Descripción de la tarea =
Devuelve tal cual el fragmento del texto sobre la teología que empieza en "Autoerotismo." y termina en "de las madres...".

Texto dado =
• • •
No es preciso creer en nada. Basta sentir.
La teología es una fresa que se toma y se come, colocados sobre el abismo, sin ninguna promesa de que nos hará flotar... Puede parecer algo irresponsable, en un mundo lleno de graves problemas. Pero me pregunto si la gravedad de los problemas no es causada por la gravedad de las personas que juzgan que el destino del mundo depende de su acción. Justificación por las obras. Si ellas no se tomasen tan en serio tal vez no construyeran tantas armas y no serían tan implacables en sus afirmaciones (en el cobro de sus juramentos) ni tan autoritarias en la imposición de sus pensamientos.
La teología es un ejercicio de belleza y de humildad.
Jugamos,
como la propia Santísima Trinidad que,
en los juegos intelectuales del venerable San Agustín,
sólo hacía una cosa,
en los negocios intra-trinitarios:
jugar.
Autoerotismo.
Es preciso expulsar el espíritu de la gravedad que aparece en las corbatas y en los rostros de los señores constituyentes, en las ropas coloridas de los señores cardenales, en la elocuencia estudiada de los señores pastores, en los uniformes heroicos de los generales, en el habla científica de los catedráticos, en las cuentas implacables de los banqueros, en el rigor educativo de los padres y de las madres...
• • •
Información mostrada =
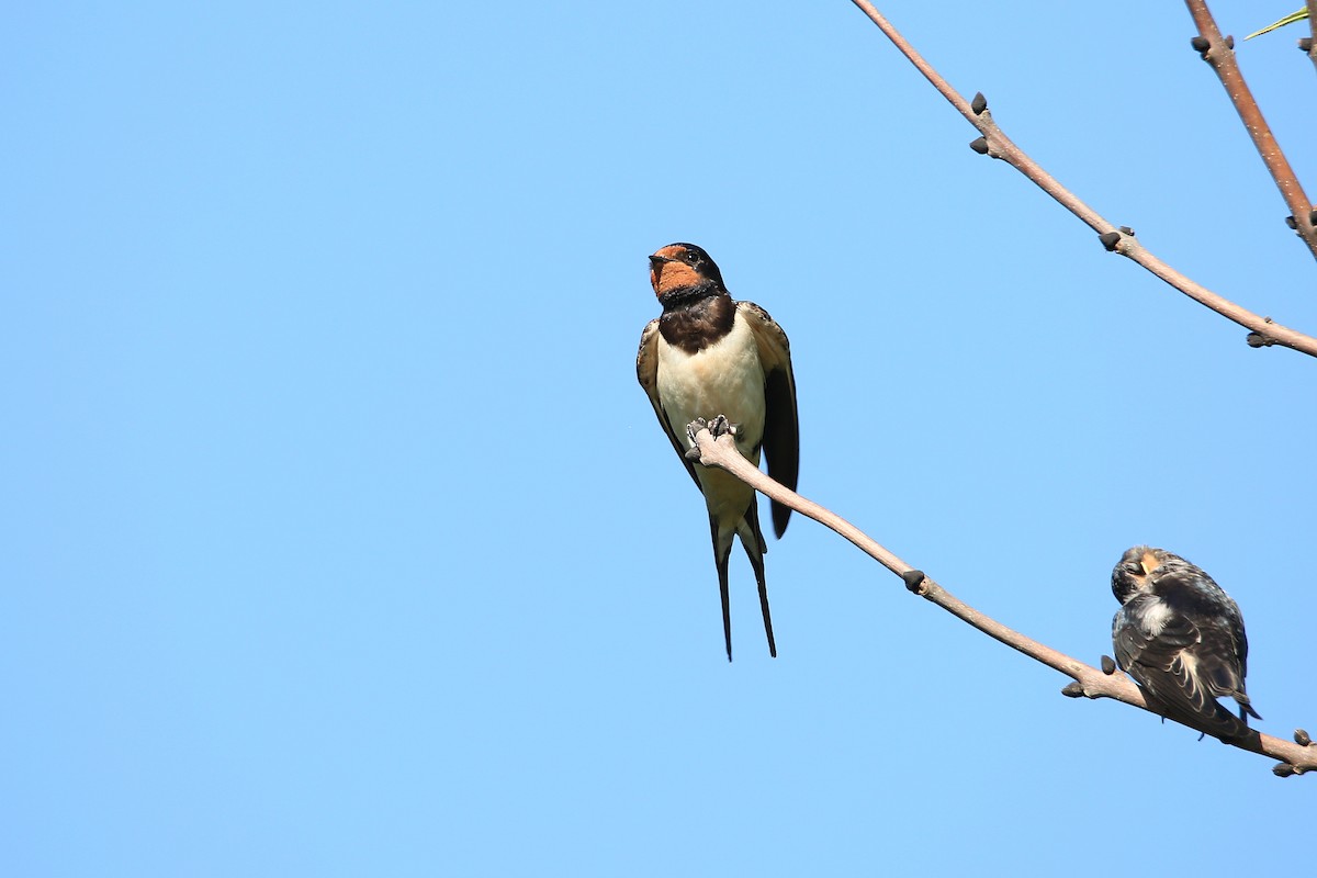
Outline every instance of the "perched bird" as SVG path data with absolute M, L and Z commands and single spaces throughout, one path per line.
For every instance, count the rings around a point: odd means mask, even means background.
M 673 449 L 705 495 L 714 538 L 718 587 L 723 599 L 723 637 L 732 658 L 732 627 L 727 599 L 727 561 L 739 536 L 759 582 L 768 652 L 777 656 L 773 620 L 764 584 L 768 544 L 759 529 L 755 491 L 728 473 L 693 463 L 686 425 L 714 421 L 731 432 L 736 449 L 759 466 L 763 448 L 768 474 L 795 488 L 799 473 L 799 429 L 795 420 L 795 378 L 786 333 L 751 301 L 734 301 L 723 275 L 709 254 L 693 244 L 670 244 L 649 257 L 649 282 L 662 305 L 640 334 L 636 375 L 649 395 Z M 726 421 L 718 421 L 726 416 Z M 773 530 L 786 530 L 790 508 L 773 503 Z
M 1134 546 L 1112 571 L 1121 608 L 1115 659 L 1167 717 L 1222 740 L 1247 736 L 1249 638 L 1239 607 L 1206 573 L 1164 549 Z M 1217 698 L 1239 704 L 1235 719 Z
• • •
Solución de la tarea =
Autoerotismo.
Es preciso expulsar el espíritu de la gravedad que aparece en las corbatas y en los rostros de los señores constituyentes, en las ropas coloridas de los señores cardenales, en la elocuencia estudiada de los señores pastores, en los uniformes heroicos de los generales, en el habla científica de los catedráticos, en las cuentas implacables de los banqueros, en el rigor educativo de los padres y de las madres...